- [Exercise description]:
In the text on probe detection, what was the group mean false-alarm rate for the probe in the target-absent condition?

- [Text to read]:
--- Start ---
Results and Discussion^
Probe detection.^
The group mean percentage of trials in which the probe was detected correctly is plotted as a function of the relative serial position of the probe in Figure 4. Means were calculated using only those trials in which subjects detected the presence or absence of the target correctly. A two-factor (Condition × Probe Relative Serial Position) repeated measures ANOVA revealed a significant main effect of condition, F(1, 9) = 20.04, p < .01, a significant main effect of probe relative serial position, F(7, 63) = 18.54, p < .01, and a significant Condition × Probe Relative Serial Position interaction, F(7, 63) = 5.00, p < .01. Multiple comparisons using Scheffé's method revealed that the group mean percentage probe detection for the target-present condition was significantly lower (p < .05) than the corresponding point for the target-absent condition for posttarget serial positions 2, 3, and 4, indicating a significant posttarget processing deficit for the posttarget interval occurring between 90 and 360 ms. For the target-absent condition, subjects correctly detected the probe on 84% or better of trials for all probe relative serial positions. However, for the target-present condition, the percentage of correctly detected probes was 61% or less for the posttarget interval between 90 and 360 ms. The group mean false-alarm rate for the probe in the target-present condition was 10.0% (ranging from 0% to 26%) and for the target-absent condition was 12.1% (ranging from 4% to 27%), with no statistical difference between these two conditions (p > .05).
--- End ---
(Picture region annotation data)
--- Start ---
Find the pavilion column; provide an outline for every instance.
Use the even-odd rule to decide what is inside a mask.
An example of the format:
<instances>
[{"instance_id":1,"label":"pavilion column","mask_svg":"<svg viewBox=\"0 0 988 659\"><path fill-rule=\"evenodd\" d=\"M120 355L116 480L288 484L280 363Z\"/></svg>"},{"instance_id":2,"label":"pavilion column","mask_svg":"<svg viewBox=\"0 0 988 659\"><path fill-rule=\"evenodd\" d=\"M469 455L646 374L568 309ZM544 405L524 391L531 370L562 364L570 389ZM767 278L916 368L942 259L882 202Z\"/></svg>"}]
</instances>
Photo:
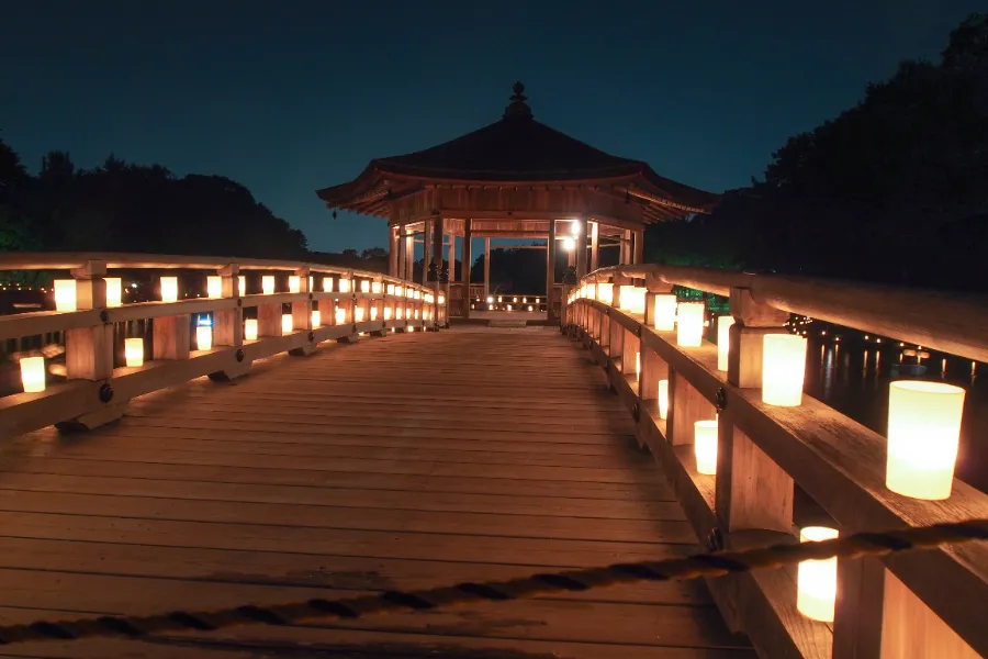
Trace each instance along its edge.
<instances>
[{"instance_id":1,"label":"pavilion column","mask_svg":"<svg viewBox=\"0 0 988 659\"><path fill-rule=\"evenodd\" d=\"M586 275L586 215L576 217L576 277Z\"/></svg>"},{"instance_id":2,"label":"pavilion column","mask_svg":"<svg viewBox=\"0 0 988 659\"><path fill-rule=\"evenodd\" d=\"M460 259L463 264L463 317L470 319L470 266L472 265L472 257L470 255L470 243L473 241L473 220L467 219L463 221L465 226L463 228L463 257Z\"/></svg>"},{"instance_id":3,"label":"pavilion column","mask_svg":"<svg viewBox=\"0 0 988 659\"><path fill-rule=\"evenodd\" d=\"M549 221L549 244L546 246L546 319L555 317L552 309L552 289L555 287L555 220Z\"/></svg>"},{"instance_id":4,"label":"pavilion column","mask_svg":"<svg viewBox=\"0 0 988 659\"><path fill-rule=\"evenodd\" d=\"M599 222L591 222L591 271L596 270L600 267L600 223Z\"/></svg>"},{"instance_id":5,"label":"pavilion column","mask_svg":"<svg viewBox=\"0 0 988 659\"><path fill-rule=\"evenodd\" d=\"M641 261L644 260L644 230L636 228L635 230L635 258L631 263L636 266L641 265Z\"/></svg>"},{"instance_id":6,"label":"pavilion column","mask_svg":"<svg viewBox=\"0 0 988 659\"><path fill-rule=\"evenodd\" d=\"M484 238L484 303L491 294L491 238Z\"/></svg>"}]
</instances>

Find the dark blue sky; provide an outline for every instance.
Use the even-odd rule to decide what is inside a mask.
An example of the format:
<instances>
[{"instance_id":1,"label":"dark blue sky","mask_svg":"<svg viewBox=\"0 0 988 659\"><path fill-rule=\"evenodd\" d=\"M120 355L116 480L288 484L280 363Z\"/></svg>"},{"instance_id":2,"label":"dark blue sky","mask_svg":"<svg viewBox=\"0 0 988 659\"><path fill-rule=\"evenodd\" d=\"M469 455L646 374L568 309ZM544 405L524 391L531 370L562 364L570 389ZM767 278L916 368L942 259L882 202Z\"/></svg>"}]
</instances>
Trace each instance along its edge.
<instances>
[{"instance_id":1,"label":"dark blue sky","mask_svg":"<svg viewBox=\"0 0 988 659\"><path fill-rule=\"evenodd\" d=\"M385 245L316 188L373 157L501 118L536 119L721 191L787 136L853 105L903 58L935 58L975 0L45 2L3 10L0 130L50 149L218 174L314 249ZM688 4L688 7L686 7Z\"/></svg>"}]
</instances>

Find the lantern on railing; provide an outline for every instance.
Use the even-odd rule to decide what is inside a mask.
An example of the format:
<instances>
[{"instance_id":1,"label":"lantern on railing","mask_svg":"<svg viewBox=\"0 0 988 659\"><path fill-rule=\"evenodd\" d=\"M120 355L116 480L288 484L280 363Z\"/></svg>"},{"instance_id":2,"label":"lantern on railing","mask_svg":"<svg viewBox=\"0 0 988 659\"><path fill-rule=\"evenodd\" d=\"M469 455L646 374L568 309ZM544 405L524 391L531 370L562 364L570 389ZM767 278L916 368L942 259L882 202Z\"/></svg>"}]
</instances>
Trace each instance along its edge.
<instances>
[{"instance_id":1,"label":"lantern on railing","mask_svg":"<svg viewBox=\"0 0 988 659\"><path fill-rule=\"evenodd\" d=\"M206 298L223 297L223 278L211 275L206 277Z\"/></svg>"},{"instance_id":2,"label":"lantern on railing","mask_svg":"<svg viewBox=\"0 0 988 659\"><path fill-rule=\"evenodd\" d=\"M717 316L717 370L727 370L734 316Z\"/></svg>"},{"instance_id":3,"label":"lantern on railing","mask_svg":"<svg viewBox=\"0 0 988 659\"><path fill-rule=\"evenodd\" d=\"M178 277L162 277L161 278L161 301L162 302L177 302L178 301Z\"/></svg>"},{"instance_id":4,"label":"lantern on railing","mask_svg":"<svg viewBox=\"0 0 988 659\"><path fill-rule=\"evenodd\" d=\"M143 338L125 338L124 339L124 360L131 368L144 366L144 339Z\"/></svg>"},{"instance_id":5,"label":"lantern on railing","mask_svg":"<svg viewBox=\"0 0 988 659\"><path fill-rule=\"evenodd\" d=\"M698 348L704 343L703 302L683 302L676 314L676 345L685 348Z\"/></svg>"},{"instance_id":6,"label":"lantern on railing","mask_svg":"<svg viewBox=\"0 0 988 659\"><path fill-rule=\"evenodd\" d=\"M55 311L76 311L76 280L55 280Z\"/></svg>"},{"instance_id":7,"label":"lantern on railing","mask_svg":"<svg viewBox=\"0 0 988 659\"><path fill-rule=\"evenodd\" d=\"M44 357L21 358L21 384L24 387L24 393L40 393L45 390Z\"/></svg>"},{"instance_id":8,"label":"lantern on railing","mask_svg":"<svg viewBox=\"0 0 988 659\"><path fill-rule=\"evenodd\" d=\"M965 391L942 382L899 380L888 389L885 484L913 499L948 499Z\"/></svg>"},{"instance_id":9,"label":"lantern on railing","mask_svg":"<svg viewBox=\"0 0 988 659\"><path fill-rule=\"evenodd\" d=\"M106 306L123 304L123 282L120 277L104 277L103 281L106 283Z\"/></svg>"},{"instance_id":10,"label":"lantern on railing","mask_svg":"<svg viewBox=\"0 0 988 659\"><path fill-rule=\"evenodd\" d=\"M762 402L781 407L802 404L806 338L766 334L762 345Z\"/></svg>"},{"instance_id":11,"label":"lantern on railing","mask_svg":"<svg viewBox=\"0 0 988 659\"><path fill-rule=\"evenodd\" d=\"M195 328L195 348L199 350L209 350L213 347L213 327L210 325L199 325Z\"/></svg>"},{"instance_id":12,"label":"lantern on railing","mask_svg":"<svg viewBox=\"0 0 988 659\"><path fill-rule=\"evenodd\" d=\"M838 535L835 528L807 526L799 530L799 541L832 540ZM832 623L837 601L837 557L801 561L796 584L796 608L799 613L815 621Z\"/></svg>"},{"instance_id":13,"label":"lantern on railing","mask_svg":"<svg viewBox=\"0 0 988 659\"><path fill-rule=\"evenodd\" d=\"M659 418L669 418L669 380L659 380Z\"/></svg>"},{"instance_id":14,"label":"lantern on railing","mask_svg":"<svg viewBox=\"0 0 988 659\"><path fill-rule=\"evenodd\" d=\"M697 472L715 476L717 473L717 421L697 421L693 424L693 433Z\"/></svg>"}]
</instances>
--- End ---
- [Complete output]:
12.1%, ranging from 4% to 27%.